▶ [Problem statement] Reproduce the Flume forum thread below word for word, everything from "Home | About" down to "life saver.  :)".

Home | About | Sematext search-lucene.com search-hadoop.com
NEW: Monitor These Apps!
elasticsearch, apache solr, apache hbase, hadoop, redis, casssandra, amazon cloudwatch, mysql, memcached, apache kafka, apache zookeeper, apache storm, ubuntu, centOS, red hat, debian, puppet labs, java, senseiDB
 Search Hadoop and all its subprojects:

Switch to Threaded View
Flume >> mail # user >> Flume not moving data to HDFS or local


Copy link to this message
-
Re: Flume not moving data to HDFS or local
Thank you so much Paul. You are life saver.  :)

Sent from my iPhone

> On Oct 31, 2013, at 8:11 PM, "Paul Chavez" <[EMAIL PROTECTED]> wrote:
>
> Here’s a piece of my app server configuration. It’s for IIS logs and has an interceptor to pull a timestamp out of the event data. It’s backed by a fileChannel and I drop files into the spool directory once a minute.
>  
> # SpoolDir source for Weblogs
> appserver.sources.spool_WebLogs.type = spooldir
> appserver.sources.spool_WebLogs.spoolDir = c:\\flume_data\\spool\\web
> appserver.sources.spool_WebLogs.channels = fc_WebLogs
> appserver.sources.spool_WebLogs.batchSize = 1000
> appserver.sources.spool_WebLogs.bufferMaxLines = 1200
> appserver.sources.spool_WebLogs.bufferMaxLineLength = 5000
>  
> appserver.sources.spool_WebLogs.interceptors = add_time
> appserver.sources.spool_WebLogs.interceptors.add_time.type = regex_extractor
> appserver.sources.spool_WebLogs.interceptors.add_time.regex = \\t(\\d{4}-\\d{2}-\\d{2}.\\d{2}:\\d{2})

(Point annotation records)
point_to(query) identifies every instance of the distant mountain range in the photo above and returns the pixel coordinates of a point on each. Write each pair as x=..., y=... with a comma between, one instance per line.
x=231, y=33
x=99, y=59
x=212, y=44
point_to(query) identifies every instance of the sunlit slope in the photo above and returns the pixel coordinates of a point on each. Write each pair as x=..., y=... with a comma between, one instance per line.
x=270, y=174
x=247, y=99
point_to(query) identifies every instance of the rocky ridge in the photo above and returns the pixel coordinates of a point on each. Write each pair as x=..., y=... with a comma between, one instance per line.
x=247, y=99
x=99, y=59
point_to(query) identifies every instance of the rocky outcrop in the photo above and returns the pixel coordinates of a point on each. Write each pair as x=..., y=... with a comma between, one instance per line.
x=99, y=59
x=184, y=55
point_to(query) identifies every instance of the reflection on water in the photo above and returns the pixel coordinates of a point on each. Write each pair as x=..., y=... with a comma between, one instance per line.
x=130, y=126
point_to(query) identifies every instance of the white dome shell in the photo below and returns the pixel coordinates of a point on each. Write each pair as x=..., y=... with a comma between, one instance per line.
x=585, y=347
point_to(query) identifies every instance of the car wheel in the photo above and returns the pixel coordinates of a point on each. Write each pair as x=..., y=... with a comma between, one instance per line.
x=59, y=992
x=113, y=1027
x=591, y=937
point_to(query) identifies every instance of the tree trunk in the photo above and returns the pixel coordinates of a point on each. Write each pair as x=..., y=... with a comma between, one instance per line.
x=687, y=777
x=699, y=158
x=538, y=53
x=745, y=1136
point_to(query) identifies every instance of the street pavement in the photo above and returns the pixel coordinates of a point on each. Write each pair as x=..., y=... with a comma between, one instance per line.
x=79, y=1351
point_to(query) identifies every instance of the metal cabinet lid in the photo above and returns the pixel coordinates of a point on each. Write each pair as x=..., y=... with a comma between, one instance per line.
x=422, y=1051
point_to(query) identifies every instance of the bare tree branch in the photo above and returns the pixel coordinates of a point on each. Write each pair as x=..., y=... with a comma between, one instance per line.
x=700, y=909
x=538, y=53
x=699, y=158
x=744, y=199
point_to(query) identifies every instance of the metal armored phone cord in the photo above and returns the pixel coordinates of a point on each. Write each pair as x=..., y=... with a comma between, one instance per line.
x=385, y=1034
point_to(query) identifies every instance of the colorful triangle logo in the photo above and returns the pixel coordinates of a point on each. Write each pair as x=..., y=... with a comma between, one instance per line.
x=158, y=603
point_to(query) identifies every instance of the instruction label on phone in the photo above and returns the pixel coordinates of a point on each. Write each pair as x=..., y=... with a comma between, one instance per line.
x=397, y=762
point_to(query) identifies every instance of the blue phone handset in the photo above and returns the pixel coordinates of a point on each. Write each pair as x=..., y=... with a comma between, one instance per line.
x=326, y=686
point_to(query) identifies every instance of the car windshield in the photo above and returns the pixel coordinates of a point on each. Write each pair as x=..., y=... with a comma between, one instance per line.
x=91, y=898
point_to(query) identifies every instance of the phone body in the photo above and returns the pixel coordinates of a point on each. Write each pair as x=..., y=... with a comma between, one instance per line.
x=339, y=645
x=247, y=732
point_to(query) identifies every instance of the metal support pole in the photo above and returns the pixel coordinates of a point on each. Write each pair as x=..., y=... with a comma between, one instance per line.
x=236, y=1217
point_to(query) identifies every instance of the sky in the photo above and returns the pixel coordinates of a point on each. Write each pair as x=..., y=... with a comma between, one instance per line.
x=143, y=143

▶ [Result of the exercise]
Home | About | Sematext search-lucene.com search-hadoop.com
NEW: Monitor These Apps!
elasticsearch, apache solr, apache hbase, hadoop, redis, casssandra, amazon cloudwatch, mysql, memcached, apache kafka, apache zookeeper, apache storm, ubuntu, centOS, red hat, debian, puppet labs, java, senseiDB
 Search Hadoop and all its subprojects:

Switch to Threaded View
Flume >> mail # user >> Flume not moving data to HDFS or local


Copy link to this message
-
Re: Flume not moving data to HDFS or local
Thank you so much Paul. You are life saver.  :)